*Extrait*.
■ ■ ■ ■

Plusieurs possibilités s’offrent aux maîtres de jeu. Les premières sont simples et souvent bien connues, d'autres plus exotiques ou rares. Ces dernières sont mises en exergue pour bien les expliciter mais le meilleur système est celui avec lequel vous êtes à l'aise ou vous avez des affinités.
-Stipuler clairement qu’il n’y aura pas de jets sociaux : même si cela ne résout pas le problème stricto-sensu, cela a au moins le mérite de clarifier les choses et d’éviter des dépenses inutiles de points.
Demander aux joueurs de faire leur intervention, puis sanctionner le discours d’un jet de dé, ajusté en fonction de la pertinence des arguments du joueur : méthode palliative, qui prend en compte les valeurs en compétences des joueurs. Encore faut-il que le bonus soit proportionné (le plus souvent, le bonus ou malus est tel qu’au final le test réussi ou rate immanquablement, quel que soit le score du joueur). Cette technique avantage clairement les meilleurs interprètes et ne prend que rarement en compte le « concept » du personnage en lui-même (un excellent discours sera récompensé alors qu’il n’est pas forcément roleplay, dans le sens où le joueur peut ignorer certains traits de caractère, notamment les défauts, de son personnage).
-Jouer toutes les relations sociales comme des combats : autre extrême qui conduit à réduire les interactions à des affrontements sociaux. Les systèmes employés peuvent par ailleurs devenir extrêmement sophistiqués, avec dons, attaques spéciales et tout ce qui peut bien aller. L’avantage immédiat est que n’importe qui peut ainsi jouer un orateur hors-pair, même si socialement parlant, il est incapable de sortir trois mots alignés. L’inconvénient est bien sûr la perte totale d’interprétation, laissant souvent au maître de jeu le soin de résumer les répliques et arguments, à l’instar de ce qu’il fait lorsqu’il gère un combat. Notez cependant que cette méthode, devrait, par simple justice par rapport à un rôle de combattant ou de magicien, être celle employée en jdr (je sens que je vais avoir des commentaires sur cette phrase.
-Jouer à l’inverse : méthode consistant à faire un jet social, puis, en fonction de sa réussite ou de son échec, demander au joueur de faire un discours adapté (donc, réussi ou raté). Reprenons notre parallèle avec le combat. Normalement, le joueur décrit son coup et fait un jet d’attaque. Le maitre de jeu interprète les scores et annonce une résultante (ce qui peut être embêtant, notamment si le joueur annonce un truc de la mort et se plante totalement). En fonctionnant à l’inverse, cela reviendrait à procéder ainsi : le joueur fait son jet d’attaque et le maître de jeu détermine son effet (touche, dommages éventuels). Puis, une fois la résultante quantifiée (chiffrée), au lieu de la qualifier pour la table, il laisse cette tâche au joueur qui aura tout loisir de décrire son attaque en sachant ce qu’elle a donné. En social, cela reviendrait à demander au joueur de balancer une bonne réplique s’il « réussit » et à dire « de la m… » s’il rate. Bon, il faut admettre que ce mécanisme demande beaucoup d’efforts pour être viable tout comme il faut des joueurs d’une maturité suffisante pour bien gérer les résultats.

■ ■ ■ ■

*Lignes de données*.

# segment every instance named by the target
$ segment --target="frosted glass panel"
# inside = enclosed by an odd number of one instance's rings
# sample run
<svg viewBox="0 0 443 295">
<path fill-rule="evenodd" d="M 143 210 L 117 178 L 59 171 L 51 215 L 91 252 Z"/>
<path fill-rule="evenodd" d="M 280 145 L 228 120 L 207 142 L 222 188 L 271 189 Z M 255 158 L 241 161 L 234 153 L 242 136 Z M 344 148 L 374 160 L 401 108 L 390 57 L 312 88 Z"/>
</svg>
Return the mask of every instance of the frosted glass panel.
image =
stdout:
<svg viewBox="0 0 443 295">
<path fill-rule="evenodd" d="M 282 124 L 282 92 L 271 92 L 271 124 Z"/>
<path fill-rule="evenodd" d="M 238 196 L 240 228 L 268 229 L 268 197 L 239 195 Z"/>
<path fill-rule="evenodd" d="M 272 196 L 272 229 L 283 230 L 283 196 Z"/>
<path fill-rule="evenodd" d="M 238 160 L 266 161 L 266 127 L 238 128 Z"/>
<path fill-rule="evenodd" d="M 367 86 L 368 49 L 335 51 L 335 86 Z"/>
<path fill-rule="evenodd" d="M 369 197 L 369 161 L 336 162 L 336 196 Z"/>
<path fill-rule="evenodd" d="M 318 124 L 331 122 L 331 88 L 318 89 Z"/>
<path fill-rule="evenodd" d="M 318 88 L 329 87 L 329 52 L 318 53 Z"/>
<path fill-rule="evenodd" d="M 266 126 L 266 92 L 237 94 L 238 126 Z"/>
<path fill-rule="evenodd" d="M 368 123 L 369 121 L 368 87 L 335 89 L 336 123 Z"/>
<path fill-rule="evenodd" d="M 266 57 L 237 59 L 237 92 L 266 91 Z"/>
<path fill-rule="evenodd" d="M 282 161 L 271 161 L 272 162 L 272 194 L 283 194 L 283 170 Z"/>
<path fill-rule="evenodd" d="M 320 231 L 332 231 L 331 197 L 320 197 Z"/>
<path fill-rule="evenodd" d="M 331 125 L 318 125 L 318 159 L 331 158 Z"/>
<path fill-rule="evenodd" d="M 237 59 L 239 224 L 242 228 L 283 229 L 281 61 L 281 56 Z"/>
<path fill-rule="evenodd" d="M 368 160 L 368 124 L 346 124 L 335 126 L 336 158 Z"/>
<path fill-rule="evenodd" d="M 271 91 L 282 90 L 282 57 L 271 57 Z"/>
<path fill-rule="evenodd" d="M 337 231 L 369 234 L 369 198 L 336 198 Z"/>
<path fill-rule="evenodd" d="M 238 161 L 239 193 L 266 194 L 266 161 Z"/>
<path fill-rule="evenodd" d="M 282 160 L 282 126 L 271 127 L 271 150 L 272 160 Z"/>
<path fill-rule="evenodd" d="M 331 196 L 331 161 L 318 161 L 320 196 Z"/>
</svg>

■ ■ ■ ■

*Consignes*.
a) Extrayez telles quelles les lignes de données, depuis la première jusqu'à la ligne contenant "368 160 L 368", celle-ci comprise.
b) Rédigez la suite de l'extrait sur la gestion des interactions sociales en jeu de rôle, en reprenant après sa dernière phrase.

*Réponses aux exercices*.
a)
# segment every instance named by the target
$ segment --target="frosted glass panel"
# inside = enclosed by an odd number of one instance's rings
# sample run
<svg viewBox="0 0 443 295">
<path fill-rule="evenodd" d="M 143 210 L 117 178 L 59 171 L 51 215 L 91 252 Z"/>
<path fill-rule="evenodd" d="M 280 145 L 228 120 L 207 142 L 222 188 L 271 189 Z M 255 158 L 241 161 L 234 153 L 242 136 Z M 344 148 L 374 160 L 401 108 L 390 57 L 312 88 Z"/>
</svg>
Return the mask of every instance of the frosted glass panel.
image =
stdout:
<svg viewBox="0 0 443 295">
<path fill-rule="evenodd" d="M 282 124 L 282 92 L 271 92 L 271 124 Z"/>
<path fill-rule="evenodd" d="M 238 196 L 240 228 L 268 229 L 268 197 L 239 195 Z"/>
<path fill-rule="evenodd" d="M 272 196 L 272 229 L 283 230 L 283 196 Z"/>
<path fill-rule="evenodd" d="M 238 160 L 266 161 L 266 127 L 238 128 Z"/>
<path fill-rule="evenodd" d="M 367 86 L 368 49 L 335 51 L 335 86 Z"/>
<path fill-rule="evenodd" d="M 369 197 L 369 161 L 336 162 L 336 196 Z"/>
<path fill-rule="evenodd" d="M 318 124 L 331 122 L 331 88 L 318 89 Z"/>
<path fill-rule="evenodd" d="M 318 88 L 329 87 L 329 52 L 318 53 Z"/>
<path fill-rule="evenodd" d="M 266 126 L 266 92 L 237 94 L 238 126 Z"/>
<path fill-rule="evenodd" d="M 368 123 L 369 121 L 368 87 L 335 89 L 336 123 Z"/>
<path fill-rule="evenodd" d="M 266 57 L 237 59 L 237 92 L 266 91 Z"/>
<path fill-rule="evenodd" d="M 282 161 L 271 161 L 272 162 L 272 194 L 283 194 L 283 170 Z"/>
<path fill-rule="evenodd" d="M 320 231 L 332 231 L 331 197 L 320 197 Z"/>
<path fill-rule="evenodd" d="M 331 125 L 318 125 L 318 159 L 331 158 Z"/>
<path fill-rule="evenodd" d="M 237 59 L 239 224 L 242 228 L 283 229 L 281 61 L 281 56 Z"/>
<path fill-rule="evenodd" d="M 368 160 L 368 124 L 346 124 L 335 126 L 336 158 Z"/>

b)
NOTE
On voit immédiatement qu’il existe une limite, puisqu’il s’agira pour le maître de jeu de statuer sur le rp, que ce soit par son contenu ou la manière dont il est présenté (selon ses propres critères d’appréciation, donc soumis à possible dérive).
Méthode par arguments : un dérivé de la méthode 2. Il s’agit d’autoriser un jet si l’argument est valide, en somme, s’il fait mouche. En fait, conceptuellement, on part du principe qu’un expert en rhétorique lancera des arguments plus puissamment, sur un ton plus juste, qu’un timide mal dégrossi (euh, ici, je parle bien des personnages, pas des joueurs ; en toute logique, un personnage avec 400 en convaincre doit faire plus « mal » en situation qu’un autre avec 3). Du coup, on ne se dispense pas du test de compétence, puisqu’il va déterminer l’effet de l’argument. Mais par contre, c’est le rp qui va déclencher ou non le droit d’obtenir un jet. Si le rp semble convenable pour le maître de jeu, il autorisera un test. Si le rp est mal adapté, pas de jet.
Souvent, ce type de mécanisme est assujetti d’un délai, c'est-à-dire le nombre de tentatives pour décrocher un argument, souvent qualifié de patience. Exemple bateau : le méchant veut tuer les personnages qu’il vient de capturer. Il leur donne à chacun une chance de s’exprimer avant qu’il ne les balance dans un précipice. Ou le roi leur a accordé audience mais veut absolument être présent à la partie de croquet qui se tiendra d’ici un quart d’heure dans ses jardins.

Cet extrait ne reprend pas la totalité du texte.